▶ **Challenge**
Reproduce every one of the items below word for word.

--- BEGIN Supplied entries ---

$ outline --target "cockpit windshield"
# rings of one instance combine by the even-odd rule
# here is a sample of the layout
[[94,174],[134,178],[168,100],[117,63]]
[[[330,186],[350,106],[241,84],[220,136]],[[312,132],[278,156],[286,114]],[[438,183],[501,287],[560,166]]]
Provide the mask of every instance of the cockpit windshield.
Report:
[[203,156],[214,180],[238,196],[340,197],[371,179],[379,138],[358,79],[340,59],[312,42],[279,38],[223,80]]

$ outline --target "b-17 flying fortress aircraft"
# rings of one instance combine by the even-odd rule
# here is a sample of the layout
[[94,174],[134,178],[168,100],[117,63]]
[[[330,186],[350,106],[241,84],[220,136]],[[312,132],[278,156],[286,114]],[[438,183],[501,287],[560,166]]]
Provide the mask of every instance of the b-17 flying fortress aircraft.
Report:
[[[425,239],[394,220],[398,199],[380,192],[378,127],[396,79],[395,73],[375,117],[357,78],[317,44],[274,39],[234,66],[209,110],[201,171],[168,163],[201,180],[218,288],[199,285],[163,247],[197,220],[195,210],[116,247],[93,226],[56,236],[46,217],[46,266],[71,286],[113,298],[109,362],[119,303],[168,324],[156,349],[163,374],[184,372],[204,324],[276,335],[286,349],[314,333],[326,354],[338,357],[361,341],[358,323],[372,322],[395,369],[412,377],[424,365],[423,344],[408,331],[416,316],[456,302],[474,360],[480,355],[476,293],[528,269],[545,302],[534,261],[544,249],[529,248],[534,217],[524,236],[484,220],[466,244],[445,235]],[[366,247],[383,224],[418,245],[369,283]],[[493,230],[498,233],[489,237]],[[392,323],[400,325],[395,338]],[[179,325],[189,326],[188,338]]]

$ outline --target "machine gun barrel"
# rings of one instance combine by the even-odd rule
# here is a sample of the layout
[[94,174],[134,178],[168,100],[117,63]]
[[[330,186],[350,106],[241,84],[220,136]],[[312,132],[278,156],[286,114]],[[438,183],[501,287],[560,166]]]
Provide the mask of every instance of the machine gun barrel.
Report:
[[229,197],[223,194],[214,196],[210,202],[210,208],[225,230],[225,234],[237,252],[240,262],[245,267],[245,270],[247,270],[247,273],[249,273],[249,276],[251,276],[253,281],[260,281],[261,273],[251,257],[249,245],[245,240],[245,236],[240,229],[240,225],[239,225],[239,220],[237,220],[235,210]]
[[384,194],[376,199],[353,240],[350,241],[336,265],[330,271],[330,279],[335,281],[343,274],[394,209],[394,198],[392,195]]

--- END Supplied entries ---

▶ **Exercise answer**
$ outline --target "cockpit windshield"
# rings of one instance combine by the even-odd rule
# here is a sample of the layout
[[94,174],[134,178],[168,100],[117,63]]
[[[330,186],[350,106],[241,84],[220,136]],[[312,132],[278,156],[286,114]],[[438,183],[501,287],[560,166]]]
Provide the mask of every instance of the cockpit windshield.
Report:
[[203,156],[214,180],[238,196],[340,197],[371,179],[379,138],[358,79],[340,59],[312,42],[279,38],[223,80]]

$ outline --target "b-17 flying fortress aircraft"
# rings of one instance combine by the even-odd rule
# here is a sample of the layout
[[94,174],[134,178],[168,100],[117,63]]
[[[330,186],[350,106],[241,84],[220,136]],[[312,132],[278,156],[286,114]],[[438,183],[501,287],[560,166]]]
Provide the mask of every instance of the b-17 flying fortress aircraft.
Report:
[[[425,239],[394,220],[398,199],[380,192],[378,127],[396,79],[395,73],[375,117],[357,78],[317,44],[274,39],[234,66],[209,110],[201,171],[168,163],[201,180],[218,288],[199,285],[163,247],[197,220],[195,210],[116,247],[93,226],[56,236],[46,217],[46,266],[71,286],[113,298],[109,362],[119,303],[168,324],[156,349],[163,374],[184,372],[204,324],[276,335],[286,349],[314,333],[326,354],[338,357],[361,341],[358,323],[372,322],[395,369],[412,377],[424,365],[423,344],[408,331],[416,316],[456,302],[474,360],[480,355],[476,293],[528,269],[545,302],[534,261],[544,249],[529,248],[534,217],[524,236],[484,220],[466,244],[445,235]],[[366,247],[383,224],[418,245],[369,283]],[[493,230],[498,233],[489,237]],[[392,323],[400,325],[395,338]],[[179,325],[189,326],[188,338]]]

$ outline --target "machine gun barrel"
# rings of one instance combine by the even-odd rule
# here is a sample of the layout
[[94,174],[134,178],[168,100],[117,63]]
[[[330,186],[350,106],[241,84],[220,136]],[[312,132],[278,156],[286,114]],[[438,183],[501,287],[560,166]]]
Provide the mask of every instance of the machine gun barrel.
Report:
[[229,197],[223,194],[214,196],[210,202],[210,208],[225,230],[225,234],[237,252],[240,262],[245,267],[245,270],[247,270],[247,273],[249,273],[249,276],[251,276],[253,281],[260,281],[261,273],[251,257],[249,245],[245,240],[245,236],[240,229],[240,225],[239,225],[239,220],[237,220],[235,210]]
[[384,194],[376,199],[353,240],[350,241],[336,265],[330,271],[330,279],[335,281],[343,274],[394,209],[394,198],[392,195]]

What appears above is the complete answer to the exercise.